Return only the lines running from the top of the entries to the line with "Coach's film review — highlight every vertical", inclusive, exactly as written.

Provided data: Begin

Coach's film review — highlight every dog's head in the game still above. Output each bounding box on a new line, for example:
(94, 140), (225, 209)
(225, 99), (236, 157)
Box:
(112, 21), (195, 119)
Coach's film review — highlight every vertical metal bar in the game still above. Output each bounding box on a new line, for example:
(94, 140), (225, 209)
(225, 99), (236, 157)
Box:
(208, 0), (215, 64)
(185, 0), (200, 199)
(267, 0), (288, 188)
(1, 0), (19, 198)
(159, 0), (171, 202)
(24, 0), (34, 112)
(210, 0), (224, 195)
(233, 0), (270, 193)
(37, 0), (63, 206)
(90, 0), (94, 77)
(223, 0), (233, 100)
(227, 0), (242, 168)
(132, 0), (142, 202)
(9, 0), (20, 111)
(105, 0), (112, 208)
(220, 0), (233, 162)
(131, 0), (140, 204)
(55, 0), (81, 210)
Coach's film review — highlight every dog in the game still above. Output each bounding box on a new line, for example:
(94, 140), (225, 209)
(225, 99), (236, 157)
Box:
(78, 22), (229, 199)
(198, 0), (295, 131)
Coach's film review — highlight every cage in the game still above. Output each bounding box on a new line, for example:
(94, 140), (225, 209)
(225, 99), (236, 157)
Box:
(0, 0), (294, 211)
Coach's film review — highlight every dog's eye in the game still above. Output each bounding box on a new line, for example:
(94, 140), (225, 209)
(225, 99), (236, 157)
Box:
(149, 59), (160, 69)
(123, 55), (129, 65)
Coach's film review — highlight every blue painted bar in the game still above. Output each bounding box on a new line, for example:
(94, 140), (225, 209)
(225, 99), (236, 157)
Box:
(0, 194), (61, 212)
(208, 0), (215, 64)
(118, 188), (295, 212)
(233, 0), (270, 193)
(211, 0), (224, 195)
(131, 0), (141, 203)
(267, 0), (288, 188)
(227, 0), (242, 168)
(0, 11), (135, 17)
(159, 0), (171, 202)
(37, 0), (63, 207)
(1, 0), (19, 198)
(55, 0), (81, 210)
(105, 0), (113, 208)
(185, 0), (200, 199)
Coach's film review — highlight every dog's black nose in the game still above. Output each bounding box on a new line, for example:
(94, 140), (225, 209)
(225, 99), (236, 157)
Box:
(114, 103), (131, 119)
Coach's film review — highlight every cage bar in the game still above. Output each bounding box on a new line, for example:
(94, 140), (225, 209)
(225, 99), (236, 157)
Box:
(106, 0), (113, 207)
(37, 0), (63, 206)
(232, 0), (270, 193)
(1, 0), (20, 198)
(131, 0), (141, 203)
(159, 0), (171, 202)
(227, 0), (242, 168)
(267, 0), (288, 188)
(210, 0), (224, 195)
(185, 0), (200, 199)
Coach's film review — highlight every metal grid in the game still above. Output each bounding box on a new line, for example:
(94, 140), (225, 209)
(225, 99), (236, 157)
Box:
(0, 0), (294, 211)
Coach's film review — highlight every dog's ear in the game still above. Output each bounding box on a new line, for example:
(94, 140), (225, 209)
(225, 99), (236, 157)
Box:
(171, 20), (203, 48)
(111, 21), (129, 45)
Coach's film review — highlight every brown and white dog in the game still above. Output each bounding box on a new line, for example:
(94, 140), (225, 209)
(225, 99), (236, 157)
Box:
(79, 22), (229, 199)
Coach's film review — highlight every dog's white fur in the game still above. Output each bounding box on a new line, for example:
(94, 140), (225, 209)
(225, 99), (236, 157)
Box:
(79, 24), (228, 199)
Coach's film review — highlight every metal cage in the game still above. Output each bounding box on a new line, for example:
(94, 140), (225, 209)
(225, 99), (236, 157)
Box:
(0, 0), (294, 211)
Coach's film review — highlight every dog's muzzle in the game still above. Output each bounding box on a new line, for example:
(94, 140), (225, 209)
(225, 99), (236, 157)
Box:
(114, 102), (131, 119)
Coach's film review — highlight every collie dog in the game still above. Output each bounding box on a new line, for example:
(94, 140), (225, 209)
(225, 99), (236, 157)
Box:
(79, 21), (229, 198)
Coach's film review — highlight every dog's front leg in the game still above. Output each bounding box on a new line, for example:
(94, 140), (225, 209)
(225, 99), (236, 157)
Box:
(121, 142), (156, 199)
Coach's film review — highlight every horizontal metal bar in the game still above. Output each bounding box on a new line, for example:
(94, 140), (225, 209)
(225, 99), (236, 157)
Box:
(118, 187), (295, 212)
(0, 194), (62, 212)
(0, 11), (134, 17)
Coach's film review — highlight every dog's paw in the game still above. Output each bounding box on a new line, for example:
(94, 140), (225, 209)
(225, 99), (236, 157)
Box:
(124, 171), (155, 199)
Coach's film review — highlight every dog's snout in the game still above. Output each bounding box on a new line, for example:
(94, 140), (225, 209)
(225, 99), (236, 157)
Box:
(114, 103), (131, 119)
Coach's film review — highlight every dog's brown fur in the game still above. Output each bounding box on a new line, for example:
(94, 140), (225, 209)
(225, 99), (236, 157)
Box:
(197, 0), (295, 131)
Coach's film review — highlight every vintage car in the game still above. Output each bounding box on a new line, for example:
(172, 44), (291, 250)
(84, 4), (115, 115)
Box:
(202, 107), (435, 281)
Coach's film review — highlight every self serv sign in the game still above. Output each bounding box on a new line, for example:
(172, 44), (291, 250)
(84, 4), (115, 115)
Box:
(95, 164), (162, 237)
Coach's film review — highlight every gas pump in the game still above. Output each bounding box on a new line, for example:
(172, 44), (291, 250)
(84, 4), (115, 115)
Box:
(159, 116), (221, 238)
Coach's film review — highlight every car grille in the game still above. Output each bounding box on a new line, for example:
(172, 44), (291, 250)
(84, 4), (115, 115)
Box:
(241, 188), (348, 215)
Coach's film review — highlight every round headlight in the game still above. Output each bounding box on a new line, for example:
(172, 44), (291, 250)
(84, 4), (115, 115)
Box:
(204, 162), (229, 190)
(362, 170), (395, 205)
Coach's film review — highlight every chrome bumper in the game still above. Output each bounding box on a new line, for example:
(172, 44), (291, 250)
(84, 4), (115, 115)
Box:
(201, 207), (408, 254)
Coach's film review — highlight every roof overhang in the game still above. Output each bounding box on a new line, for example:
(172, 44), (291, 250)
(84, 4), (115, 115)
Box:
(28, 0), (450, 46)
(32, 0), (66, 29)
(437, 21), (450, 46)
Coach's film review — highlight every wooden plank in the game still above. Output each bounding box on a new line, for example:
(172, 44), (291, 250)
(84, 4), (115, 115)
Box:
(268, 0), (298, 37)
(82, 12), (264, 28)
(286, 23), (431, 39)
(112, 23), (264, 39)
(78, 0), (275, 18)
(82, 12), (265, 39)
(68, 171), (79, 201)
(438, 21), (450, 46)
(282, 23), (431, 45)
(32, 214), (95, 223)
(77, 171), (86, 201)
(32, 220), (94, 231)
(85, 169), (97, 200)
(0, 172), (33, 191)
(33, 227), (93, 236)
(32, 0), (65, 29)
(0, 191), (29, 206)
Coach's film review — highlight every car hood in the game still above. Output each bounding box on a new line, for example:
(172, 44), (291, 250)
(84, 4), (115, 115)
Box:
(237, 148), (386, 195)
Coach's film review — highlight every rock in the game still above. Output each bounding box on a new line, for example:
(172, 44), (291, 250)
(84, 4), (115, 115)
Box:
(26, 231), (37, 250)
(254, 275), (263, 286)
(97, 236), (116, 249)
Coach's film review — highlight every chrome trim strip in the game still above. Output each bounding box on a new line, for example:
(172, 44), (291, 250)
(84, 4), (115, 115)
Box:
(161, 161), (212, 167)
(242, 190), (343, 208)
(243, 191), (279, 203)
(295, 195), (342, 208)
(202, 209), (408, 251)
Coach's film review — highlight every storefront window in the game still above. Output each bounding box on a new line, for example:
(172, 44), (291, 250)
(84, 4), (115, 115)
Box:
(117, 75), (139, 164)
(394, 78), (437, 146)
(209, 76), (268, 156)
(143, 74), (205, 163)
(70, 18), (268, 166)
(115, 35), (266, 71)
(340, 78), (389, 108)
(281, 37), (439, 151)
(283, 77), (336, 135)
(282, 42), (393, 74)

Provided data: End

Answer box:
Coach's film review — highlight every dog's head in the game still above. Output each bounding box on a new line, for example:
(94, 140), (225, 209)
(225, 99), (236, 157)
Box:
(112, 21), (195, 119)
Coach's film review — highlight every vertical metal bar in the game still above. Output each bounding box on a new line, for example:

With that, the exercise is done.